#### Prompt
In the passage on Kissinger and internationalism below, to what did the relative stability between Israel and Egypt after 1973 eventually lead?

#### Text segment
In the introduction to A World Restored, the eminent Washington strategist Henry Kissinger argued that preoccupations with peacemaking, though noble, were counterproductive since ‘the fear of war becomes a weapon in the hands of the most ruthless’.[5] In Kissinger’s view, peacemaking was a gradual process that required time and the strategic patience to cultivate the right global conditions. The relative stability and state of non-war between Israel and Egypt post 1973 – which eventually led to the Camp David peace agreement – was attributed to this very strategy. Perhaps what the world should be aspiring to, first and foremost, is not universal reconciliation, but global stability.
Kissinger was controversial, but his template could help lift internationalism out of its present malaise. Global leaders need to articulate simple objectives to rebuild the trust on which cooperation depends. They need to make a fresh case for internationalism based not on lofty ideals but on pragmatism, setting out the importance, but also the limits of, positive engagement. The public will come on board if they feel their interests are being defended. The goal should be to build a consensus which would make a pluralistic world creative rather than destructive.

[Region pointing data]
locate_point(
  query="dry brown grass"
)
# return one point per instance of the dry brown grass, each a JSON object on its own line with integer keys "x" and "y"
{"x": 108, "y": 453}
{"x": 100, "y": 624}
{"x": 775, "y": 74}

#### Task output
The Camp David peace agreement.